■ Exercise task
Locate each line of the data containing the word "green" and copy it. Case counts.
## begin
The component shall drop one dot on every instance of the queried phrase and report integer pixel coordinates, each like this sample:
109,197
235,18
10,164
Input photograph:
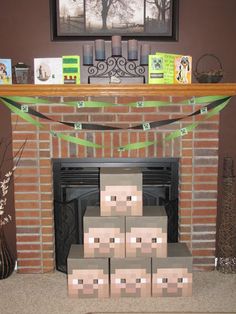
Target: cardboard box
71,69
146,236
130,277
172,276
87,278
103,236
121,192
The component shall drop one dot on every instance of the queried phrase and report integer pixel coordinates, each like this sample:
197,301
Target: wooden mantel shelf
228,89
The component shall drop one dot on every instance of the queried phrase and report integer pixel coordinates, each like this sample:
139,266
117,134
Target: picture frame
91,19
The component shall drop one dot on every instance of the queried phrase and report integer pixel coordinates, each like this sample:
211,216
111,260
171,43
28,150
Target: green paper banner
138,145
76,140
101,104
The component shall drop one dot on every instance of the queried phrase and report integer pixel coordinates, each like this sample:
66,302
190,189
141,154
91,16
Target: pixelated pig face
146,241
88,283
172,282
104,242
130,282
121,199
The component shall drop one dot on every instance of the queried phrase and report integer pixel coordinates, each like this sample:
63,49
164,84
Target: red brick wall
198,153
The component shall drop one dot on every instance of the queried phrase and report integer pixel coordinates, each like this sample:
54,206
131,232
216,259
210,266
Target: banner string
217,104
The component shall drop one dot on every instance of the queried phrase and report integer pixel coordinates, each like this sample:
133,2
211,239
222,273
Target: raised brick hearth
197,152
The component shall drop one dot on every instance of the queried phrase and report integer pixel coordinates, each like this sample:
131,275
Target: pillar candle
116,45
132,49
145,52
87,54
100,49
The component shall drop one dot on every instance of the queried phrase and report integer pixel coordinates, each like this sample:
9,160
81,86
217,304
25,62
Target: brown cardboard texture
87,278
103,236
121,192
146,236
172,276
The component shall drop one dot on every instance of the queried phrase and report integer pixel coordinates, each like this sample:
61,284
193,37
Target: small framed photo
90,19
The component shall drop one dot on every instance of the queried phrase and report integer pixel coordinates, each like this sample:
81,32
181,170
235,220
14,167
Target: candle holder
117,67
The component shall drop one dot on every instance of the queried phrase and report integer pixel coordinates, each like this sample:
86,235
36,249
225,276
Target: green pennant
28,100
202,100
137,145
89,104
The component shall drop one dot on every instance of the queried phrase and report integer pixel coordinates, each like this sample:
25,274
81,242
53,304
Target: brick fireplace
197,152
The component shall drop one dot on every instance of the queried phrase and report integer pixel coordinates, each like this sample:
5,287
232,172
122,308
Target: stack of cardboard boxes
125,251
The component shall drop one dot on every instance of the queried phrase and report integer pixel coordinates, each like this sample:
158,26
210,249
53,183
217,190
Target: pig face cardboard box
87,277
103,236
146,236
172,276
130,277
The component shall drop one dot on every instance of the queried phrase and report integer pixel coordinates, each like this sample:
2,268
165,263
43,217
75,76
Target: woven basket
212,76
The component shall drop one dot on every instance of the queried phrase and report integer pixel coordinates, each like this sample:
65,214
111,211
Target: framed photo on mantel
91,19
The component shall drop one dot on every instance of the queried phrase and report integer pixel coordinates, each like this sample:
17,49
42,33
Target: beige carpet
213,292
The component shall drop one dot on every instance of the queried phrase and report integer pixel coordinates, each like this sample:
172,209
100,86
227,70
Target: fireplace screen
76,186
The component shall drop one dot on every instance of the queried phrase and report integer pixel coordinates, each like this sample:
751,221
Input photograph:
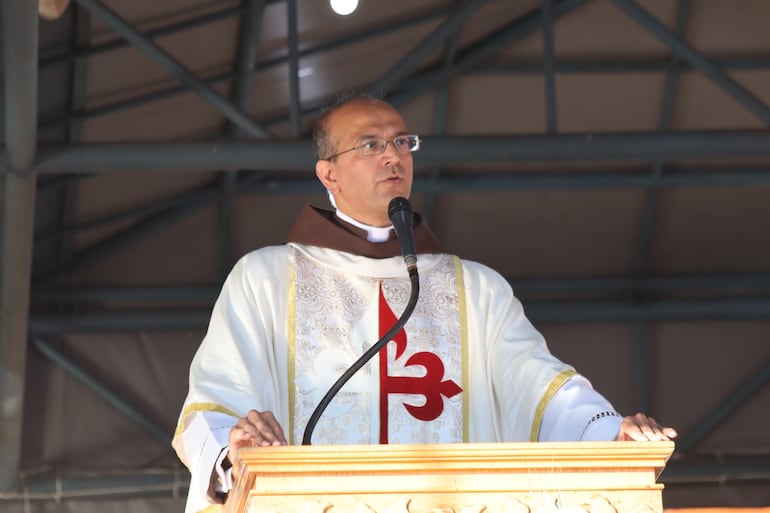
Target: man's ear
324,170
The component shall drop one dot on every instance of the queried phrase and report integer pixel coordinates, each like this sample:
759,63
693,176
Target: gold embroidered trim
462,309
212,508
202,407
556,384
292,345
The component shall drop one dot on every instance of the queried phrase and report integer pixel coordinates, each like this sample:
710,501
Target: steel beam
477,53
723,284
20,56
100,389
695,58
724,409
415,56
439,150
173,66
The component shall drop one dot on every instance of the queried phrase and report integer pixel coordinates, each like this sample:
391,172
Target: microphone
400,214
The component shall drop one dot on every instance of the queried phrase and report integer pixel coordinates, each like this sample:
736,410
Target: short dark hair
323,146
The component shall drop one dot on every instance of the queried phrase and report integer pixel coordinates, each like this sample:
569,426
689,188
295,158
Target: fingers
642,428
256,429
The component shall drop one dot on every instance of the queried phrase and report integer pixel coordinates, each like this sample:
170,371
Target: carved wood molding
586,477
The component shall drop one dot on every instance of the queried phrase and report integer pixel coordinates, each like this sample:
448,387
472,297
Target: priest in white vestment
466,367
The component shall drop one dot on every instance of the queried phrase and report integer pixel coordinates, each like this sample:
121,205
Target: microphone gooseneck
400,214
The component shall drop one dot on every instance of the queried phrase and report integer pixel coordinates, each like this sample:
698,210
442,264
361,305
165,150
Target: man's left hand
641,428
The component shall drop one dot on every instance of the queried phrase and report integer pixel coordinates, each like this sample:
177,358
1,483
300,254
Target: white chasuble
411,391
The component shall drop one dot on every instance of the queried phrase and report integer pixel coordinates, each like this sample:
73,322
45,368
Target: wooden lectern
584,477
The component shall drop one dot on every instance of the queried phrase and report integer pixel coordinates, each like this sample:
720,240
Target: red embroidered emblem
432,385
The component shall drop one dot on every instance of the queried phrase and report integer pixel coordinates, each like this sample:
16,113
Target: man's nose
390,156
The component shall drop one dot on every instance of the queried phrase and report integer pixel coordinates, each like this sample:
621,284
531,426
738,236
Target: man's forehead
360,116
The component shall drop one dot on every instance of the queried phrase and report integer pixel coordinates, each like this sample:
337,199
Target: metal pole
20,46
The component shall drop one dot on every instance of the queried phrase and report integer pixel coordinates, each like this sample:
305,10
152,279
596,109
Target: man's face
364,186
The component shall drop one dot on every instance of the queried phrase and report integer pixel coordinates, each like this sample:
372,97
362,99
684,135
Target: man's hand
256,429
642,428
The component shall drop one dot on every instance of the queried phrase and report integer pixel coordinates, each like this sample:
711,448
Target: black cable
415,279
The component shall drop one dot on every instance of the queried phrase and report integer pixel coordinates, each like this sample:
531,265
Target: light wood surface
586,477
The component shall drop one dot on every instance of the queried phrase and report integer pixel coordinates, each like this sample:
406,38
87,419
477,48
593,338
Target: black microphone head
400,214
398,204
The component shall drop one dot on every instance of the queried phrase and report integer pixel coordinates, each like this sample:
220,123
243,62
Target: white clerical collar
373,233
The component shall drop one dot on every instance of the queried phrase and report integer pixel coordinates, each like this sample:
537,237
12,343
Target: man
467,366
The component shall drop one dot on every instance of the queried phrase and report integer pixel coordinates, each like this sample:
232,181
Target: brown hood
319,227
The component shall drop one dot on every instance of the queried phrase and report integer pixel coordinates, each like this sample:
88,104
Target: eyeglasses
371,147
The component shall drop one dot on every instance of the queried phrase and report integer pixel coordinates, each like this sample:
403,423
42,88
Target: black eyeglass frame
382,146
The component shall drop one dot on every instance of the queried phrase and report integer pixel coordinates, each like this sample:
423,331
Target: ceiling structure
611,158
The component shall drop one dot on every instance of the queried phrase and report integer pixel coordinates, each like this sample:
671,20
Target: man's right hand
256,429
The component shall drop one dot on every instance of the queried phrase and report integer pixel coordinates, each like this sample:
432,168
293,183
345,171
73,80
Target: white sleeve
577,412
204,439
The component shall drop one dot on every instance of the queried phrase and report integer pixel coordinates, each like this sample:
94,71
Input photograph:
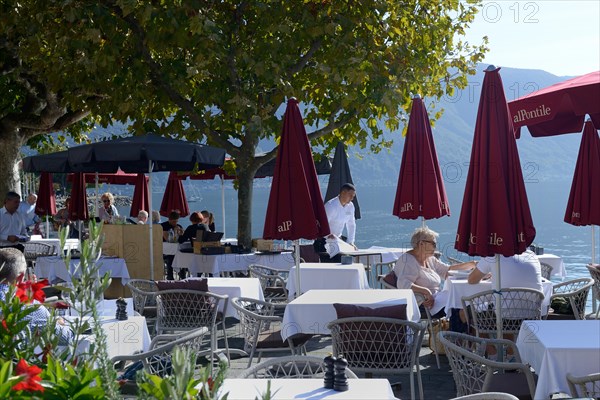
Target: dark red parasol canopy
46,202
141,197
174,197
583,207
560,108
421,191
78,210
295,209
495,216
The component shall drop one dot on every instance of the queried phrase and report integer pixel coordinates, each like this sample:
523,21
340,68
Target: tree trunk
10,147
245,188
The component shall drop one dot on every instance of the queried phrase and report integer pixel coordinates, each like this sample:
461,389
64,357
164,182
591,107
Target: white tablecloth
554,348
557,264
54,267
122,337
55,243
236,287
328,276
458,288
286,389
311,312
200,263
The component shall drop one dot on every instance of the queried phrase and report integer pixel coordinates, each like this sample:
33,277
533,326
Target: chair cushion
397,311
391,279
187,284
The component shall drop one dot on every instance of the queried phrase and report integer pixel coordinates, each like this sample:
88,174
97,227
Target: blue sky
558,36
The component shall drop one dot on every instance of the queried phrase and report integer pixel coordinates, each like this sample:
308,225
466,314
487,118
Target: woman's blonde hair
423,233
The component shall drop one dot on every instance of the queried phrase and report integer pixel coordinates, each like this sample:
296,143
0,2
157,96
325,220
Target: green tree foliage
219,71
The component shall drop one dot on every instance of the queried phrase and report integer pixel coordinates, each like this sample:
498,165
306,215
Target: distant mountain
543,159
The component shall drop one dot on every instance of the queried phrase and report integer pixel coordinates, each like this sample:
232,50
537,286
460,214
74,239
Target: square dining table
327,276
286,389
554,348
311,312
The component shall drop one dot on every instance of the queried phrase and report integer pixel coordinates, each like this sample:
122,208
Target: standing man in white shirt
340,215
12,223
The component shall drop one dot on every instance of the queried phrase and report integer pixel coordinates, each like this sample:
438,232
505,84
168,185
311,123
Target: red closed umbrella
295,209
495,217
174,197
560,108
141,198
78,210
421,191
583,207
46,202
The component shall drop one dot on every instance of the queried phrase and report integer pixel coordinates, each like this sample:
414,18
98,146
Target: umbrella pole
150,211
497,294
223,203
297,263
593,247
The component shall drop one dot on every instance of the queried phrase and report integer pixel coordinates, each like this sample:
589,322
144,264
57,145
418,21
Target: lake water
379,227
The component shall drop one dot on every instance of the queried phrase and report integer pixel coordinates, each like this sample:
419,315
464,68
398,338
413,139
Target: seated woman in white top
418,269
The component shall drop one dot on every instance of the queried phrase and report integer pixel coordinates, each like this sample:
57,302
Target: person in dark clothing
172,223
192,231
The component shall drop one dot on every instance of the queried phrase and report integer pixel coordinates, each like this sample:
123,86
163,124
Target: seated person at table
418,269
197,227
520,270
12,224
171,224
142,217
108,211
209,220
12,272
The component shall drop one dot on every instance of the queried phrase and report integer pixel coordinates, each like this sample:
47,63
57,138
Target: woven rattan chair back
472,368
546,270
291,367
576,291
517,305
584,386
380,345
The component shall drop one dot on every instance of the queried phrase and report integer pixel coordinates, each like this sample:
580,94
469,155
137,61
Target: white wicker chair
272,282
295,367
183,310
584,386
546,270
517,304
257,321
576,291
595,274
380,345
475,372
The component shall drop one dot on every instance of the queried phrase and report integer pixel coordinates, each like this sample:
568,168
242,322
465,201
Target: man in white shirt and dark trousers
340,215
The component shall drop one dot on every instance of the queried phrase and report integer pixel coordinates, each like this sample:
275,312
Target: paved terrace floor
437,383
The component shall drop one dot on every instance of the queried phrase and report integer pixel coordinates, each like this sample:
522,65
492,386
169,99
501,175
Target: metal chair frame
518,305
576,291
380,345
290,367
475,372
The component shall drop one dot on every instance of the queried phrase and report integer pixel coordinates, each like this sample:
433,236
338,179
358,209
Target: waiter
340,215
12,223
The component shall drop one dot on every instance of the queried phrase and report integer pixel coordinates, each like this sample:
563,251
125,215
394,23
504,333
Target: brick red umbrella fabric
78,210
495,216
174,197
560,108
46,202
141,197
420,191
583,207
295,209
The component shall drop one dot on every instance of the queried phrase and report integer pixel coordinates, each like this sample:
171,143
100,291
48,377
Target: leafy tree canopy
219,71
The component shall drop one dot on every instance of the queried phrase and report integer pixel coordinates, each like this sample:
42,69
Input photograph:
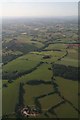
## end
■ Task solution
Target: green paper banner
Target: green pennant
Target: green tree foliage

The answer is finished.